Collection entries:
────────────────────

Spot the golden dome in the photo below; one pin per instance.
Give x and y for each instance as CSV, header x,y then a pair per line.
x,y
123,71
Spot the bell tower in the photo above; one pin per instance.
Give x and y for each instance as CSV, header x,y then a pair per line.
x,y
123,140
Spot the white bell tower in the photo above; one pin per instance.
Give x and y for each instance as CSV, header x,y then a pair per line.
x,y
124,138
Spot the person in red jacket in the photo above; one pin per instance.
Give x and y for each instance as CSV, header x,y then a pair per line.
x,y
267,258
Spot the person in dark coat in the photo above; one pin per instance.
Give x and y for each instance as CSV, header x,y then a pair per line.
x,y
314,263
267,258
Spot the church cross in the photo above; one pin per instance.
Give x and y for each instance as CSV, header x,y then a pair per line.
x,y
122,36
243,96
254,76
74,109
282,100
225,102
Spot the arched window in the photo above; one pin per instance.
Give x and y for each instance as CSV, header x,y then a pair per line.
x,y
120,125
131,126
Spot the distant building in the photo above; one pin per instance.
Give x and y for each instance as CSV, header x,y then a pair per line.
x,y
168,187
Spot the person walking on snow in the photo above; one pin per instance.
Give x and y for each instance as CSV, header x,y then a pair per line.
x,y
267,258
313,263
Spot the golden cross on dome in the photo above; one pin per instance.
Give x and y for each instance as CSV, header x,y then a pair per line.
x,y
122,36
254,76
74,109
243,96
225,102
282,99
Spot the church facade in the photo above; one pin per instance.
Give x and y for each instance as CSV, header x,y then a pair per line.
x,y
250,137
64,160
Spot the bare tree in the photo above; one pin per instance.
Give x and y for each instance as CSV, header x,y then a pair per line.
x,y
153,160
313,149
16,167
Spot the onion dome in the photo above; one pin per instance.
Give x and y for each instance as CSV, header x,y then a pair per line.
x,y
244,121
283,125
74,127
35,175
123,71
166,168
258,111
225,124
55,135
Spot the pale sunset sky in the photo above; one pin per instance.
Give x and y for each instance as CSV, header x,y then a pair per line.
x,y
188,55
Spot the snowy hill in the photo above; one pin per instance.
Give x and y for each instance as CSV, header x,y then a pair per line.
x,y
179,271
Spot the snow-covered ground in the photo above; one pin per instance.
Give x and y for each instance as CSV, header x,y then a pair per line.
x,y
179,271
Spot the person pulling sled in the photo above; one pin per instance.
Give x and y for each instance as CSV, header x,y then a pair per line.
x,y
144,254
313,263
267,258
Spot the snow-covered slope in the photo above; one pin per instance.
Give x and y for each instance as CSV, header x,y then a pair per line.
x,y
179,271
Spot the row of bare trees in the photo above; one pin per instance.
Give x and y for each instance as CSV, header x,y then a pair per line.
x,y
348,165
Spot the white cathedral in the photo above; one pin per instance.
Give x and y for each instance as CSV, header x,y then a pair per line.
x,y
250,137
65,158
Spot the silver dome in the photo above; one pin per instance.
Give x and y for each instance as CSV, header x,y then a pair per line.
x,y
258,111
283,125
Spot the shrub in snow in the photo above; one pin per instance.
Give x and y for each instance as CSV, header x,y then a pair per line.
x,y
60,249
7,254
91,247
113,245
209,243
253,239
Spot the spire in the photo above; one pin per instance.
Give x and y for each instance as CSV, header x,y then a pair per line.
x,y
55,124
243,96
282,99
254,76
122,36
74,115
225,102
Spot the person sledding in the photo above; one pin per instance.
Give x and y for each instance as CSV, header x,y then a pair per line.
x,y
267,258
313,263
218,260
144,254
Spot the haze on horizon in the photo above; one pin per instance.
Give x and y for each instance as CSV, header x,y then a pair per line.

────────────────────

Do this:
Copy all of the collection entries above line for line, with no changes.

The result:
Spot the golden dome in the photo below; one pin per instance.
Give x and y for each instance as CSV, header x,y then a pair per line.
x,y
123,71
Spot the bell tower in the photo above; one pin per instance.
Give x and y for each instance as CSV, header x,y then a pair per line.
x,y
123,140
Spot the white bell tower in the photo above; one pin per instance.
Give x and y for each instance as CSV, header x,y then a pair per line.
x,y
124,138
Spot the person in red jacket in the photo above; one pin per instance.
Give x and y for each instance as CSV, header x,y then a pair per line.
x,y
267,258
Spot the person in dark coat in the photo above; one pin per instance.
Give x and y for each instance as CSV, header x,y then a pair per line.
x,y
314,263
267,258
Spot the church cross in the photo above; one pin per instance.
Give x and y for each instance as CSV, header x,y then a pair per line.
x,y
122,36
243,96
254,76
74,109
282,100
225,102
Spot the arched window in the photo above; one pin per instance.
Give x and y for each instance as CSV, header x,y then a pair per line.
x,y
120,125
131,126
Spot the distant building in the photo above; one pin per instance.
Give x and y for each instance as CSV, header x,y then a pair per line.
x,y
168,187
Spot the person walking on snow in the photo above; one pin per instance.
Give x and y for each instance as CSV, header x,y then a pair per line.
x,y
267,258
313,263
Spot the golden cross on dome in the photo above; one pin per instance.
Give x and y for each instance as CSV, header x,y then a pair per line.
x,y
122,36
254,76
74,109
243,96
225,102
282,99
Spot the church facade in the photo above; one pin per instance.
Give x and y for each instance as CSV, header x,y then a pair per line.
x,y
250,137
64,160
Spot the bare tree in the photo above; one pin per instance.
Give x and y for each instance as CSV, header x,y then a pair per line.
x,y
153,160
313,149
16,167
Spot the onion dome in the photo above; one pin per instance.
Give x and y for each instance as CSV, header x,y then a pair per line.
x,y
244,121
283,125
74,127
35,175
123,71
166,168
258,111
225,124
55,135
Spot the pale sunset sky in the photo above; one pin per instance.
Give x and y for each instance as CSV, header x,y then a pair per line.
x,y
188,55
Spot the snowy hill in the photo above; one pin per instance.
Give x and y for each instance as CSV, header x,y then a pair per line.
x,y
179,271
Spot the snow-covered ground in the photo above; one pin per instance.
Give x and y for each instance as CSV, header x,y then a pair per line.
x,y
179,271
Spot the person pulling sled in the photo above; one pin per instance.
Give x and y for each instance as CSV, header x,y then a pair per line.
x,y
144,254
313,263
267,258
Spot the snow-covered slope in the photo above; one pin per instance.
Give x and y for each instance as CSV, header x,y then a pair per line.
x,y
179,271
Spot the row of bare trees in the photo above; one pin per instance.
Give x and y for each instance as CSV, header x,y then a pair per line.
x,y
348,165
Spot the white cathedral in the photo above; one pin per instance.
Give x and y for each instance as CSV, header x,y then a pair per line.
x,y
250,137
65,158
Spot the silver dome in the photo above; one pin per instance.
Give x and y for each instance as CSV, header x,y then a pair per line.
x,y
258,111
283,125
Spot the shrub in snow in the photo above; one pin per instance.
Give x and y for each instance as CSV, header x,y then a pair per line.
x,y
60,249
7,254
91,247
113,245
209,243
253,239
Spot the spire in the photo above; one pin per instance.
Give x and y for each instance as CSV, header x,y then a pair per line.
x,y
55,124
243,96
282,99
254,76
122,36
74,115
225,102
Spot the person sledding in the photo above; one pin per instance.
Give x and y for each instance as CSV, header x,y then a pair per line.
x,y
267,258
313,263
218,260
144,254
Spot the haze on horizon in the photo above; one pin per instance.
Give x and y for each instance as CSV, header x,y then a pair per line.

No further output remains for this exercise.